- TEXT EXTRACT

[start]

Three years after President Biden ordered federal agencies to end prison profiteering, the Marshals Service continues to sidestep the ban.
By Kyle Virgien and Nina Patel
At the onset of President Biden’s term, in January 2021, he issued an executive order to phase out the federal criminal system’s use of for-profit prisons. This was an important step toward stemming the flow of federal money to corporations that lock people up for profit. The executive order covered both the Federal Bureau of Prisons, which holds people convicted of crimes, and the U.S. Marshals Service, which holds people while they await trial or await transfer to a federal prison after sentencing. However, it left out the federal government’s heavy use of for-profit immigration detention facilities, which are rife with abuse, unsanitary conditions, and overcrowding.
The Bureau of Prisons followed the executive order and has closed all of its for-profit prisons. The Marshals Service has not. An ACLU analysis of documents produced in response to a Freedom of Information Act request shows that, despite the executive order, the Marshals Service continues to hold nearly a third of its entire detention population in for-profit facilities, totaling 20,000 people. It does this by exploiting two loopholes it has created that undermine the purpose of the executive order: to end prison profiteering.

[end]

- INFORMATION SHOWN
[start]

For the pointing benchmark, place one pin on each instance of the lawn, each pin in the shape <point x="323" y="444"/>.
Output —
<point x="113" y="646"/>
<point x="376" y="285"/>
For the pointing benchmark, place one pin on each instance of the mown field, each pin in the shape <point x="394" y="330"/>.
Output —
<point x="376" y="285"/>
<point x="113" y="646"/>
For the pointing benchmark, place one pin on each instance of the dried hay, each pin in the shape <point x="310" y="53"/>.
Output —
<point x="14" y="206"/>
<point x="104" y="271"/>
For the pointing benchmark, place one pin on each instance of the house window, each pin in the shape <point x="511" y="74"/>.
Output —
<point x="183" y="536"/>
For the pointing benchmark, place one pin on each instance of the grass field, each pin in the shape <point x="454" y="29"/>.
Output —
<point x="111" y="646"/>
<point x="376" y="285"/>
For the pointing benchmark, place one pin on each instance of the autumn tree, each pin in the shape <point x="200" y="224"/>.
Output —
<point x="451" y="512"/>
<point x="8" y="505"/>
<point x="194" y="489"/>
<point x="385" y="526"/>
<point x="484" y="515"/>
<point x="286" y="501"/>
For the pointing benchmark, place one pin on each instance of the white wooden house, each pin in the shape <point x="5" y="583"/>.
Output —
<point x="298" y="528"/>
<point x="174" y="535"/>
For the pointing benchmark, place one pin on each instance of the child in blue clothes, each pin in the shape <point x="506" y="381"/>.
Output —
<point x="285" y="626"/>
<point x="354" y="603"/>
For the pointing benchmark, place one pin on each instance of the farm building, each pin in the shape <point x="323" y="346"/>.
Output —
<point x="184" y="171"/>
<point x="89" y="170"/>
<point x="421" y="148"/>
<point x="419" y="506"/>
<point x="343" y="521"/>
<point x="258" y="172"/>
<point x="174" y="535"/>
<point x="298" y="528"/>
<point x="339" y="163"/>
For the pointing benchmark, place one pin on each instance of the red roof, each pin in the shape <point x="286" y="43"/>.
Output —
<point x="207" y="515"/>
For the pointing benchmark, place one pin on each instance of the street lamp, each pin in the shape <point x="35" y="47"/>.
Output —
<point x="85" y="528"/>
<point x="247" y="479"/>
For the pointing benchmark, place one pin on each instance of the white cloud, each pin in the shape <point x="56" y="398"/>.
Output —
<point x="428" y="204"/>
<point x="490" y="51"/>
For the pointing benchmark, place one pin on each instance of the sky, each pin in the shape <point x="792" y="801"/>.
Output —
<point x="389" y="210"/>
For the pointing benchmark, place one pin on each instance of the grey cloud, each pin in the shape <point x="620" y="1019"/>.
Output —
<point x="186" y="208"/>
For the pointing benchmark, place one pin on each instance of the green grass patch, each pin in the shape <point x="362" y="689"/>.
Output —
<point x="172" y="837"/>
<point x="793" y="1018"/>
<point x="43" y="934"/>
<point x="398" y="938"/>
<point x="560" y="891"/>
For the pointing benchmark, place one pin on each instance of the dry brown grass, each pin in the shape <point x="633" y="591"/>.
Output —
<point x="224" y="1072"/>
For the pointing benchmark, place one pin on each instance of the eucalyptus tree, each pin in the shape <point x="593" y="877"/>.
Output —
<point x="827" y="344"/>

[end]

- REQUESTS
(1) Please repeat the part of the article on for-profit prisons starting with "By Kyle Virgien" and going on through "conditions, and overcrowding.".
(2) According to the article on for-profit prisons, how many people does the Marshals Service hold in for-profit facilities?
(3) Write the next part of the article on for-profit prisons, picking up after its last sentence.
The data above was drawn from a separate source.

- RESULTS OF THE EXERCISE
(1)
By Kyle Virgien and Nina Patel
At the onset of President Biden’s term, in January 2021, he issued an executive order to phase out the federal criminal system’s use of for-profit prisons. This was an important step toward stemming the flow of federal money to corporations that lock people up for profit. The executive order covered both the Federal Bureau of Prisons, which holds people convicted of crimes, and the U.S. Marshals Service, which holds people while they await trial or await transfer to a federal prison after sentencing. However, it left out the federal government’s heavy use of for-profit immigration detention facilities, which are rife with abuse, unsanitary conditions, and overcrowding.

(2) About 20,000 people, nearly a third of its entire detention population.

(3)
First, the Marshals Service has obtained repeated waivers from the White House that allow it to ignore the executive order and keep five for-profit facilities open. The Marshals Service and White House have not publicized these waivers, and when internal government investigators asked for documentation of these waivers, they were “told that no such documentation existed.”
Second, the Marshals Service has determined that it can continue to pay corporations to operate detention facilities for profit, so long as it uses a city or county government as a middleman. Under this arrangement, known as a “pass-through” agreement, the Marshals Service pays a city or county government, which keeps a portion of the payment and passes along most of the payment to the corporation that runs the facility. An internal government investigation found that these agreements cost the Marshals Service more and provide less control and oversight over operations at its detention facilities.
By using these two loopholes to keep funneling money to corporations that profit from incarceration, the Marshals Service perpetuates the harm that these corporations cause. In the words of President Biden’s domestic policy advisor: “Private prisons profiteer off federal prisoners and are proven to be, or found to be by the Department of Justice inspector general, less safe for correctional officers and prisoners.”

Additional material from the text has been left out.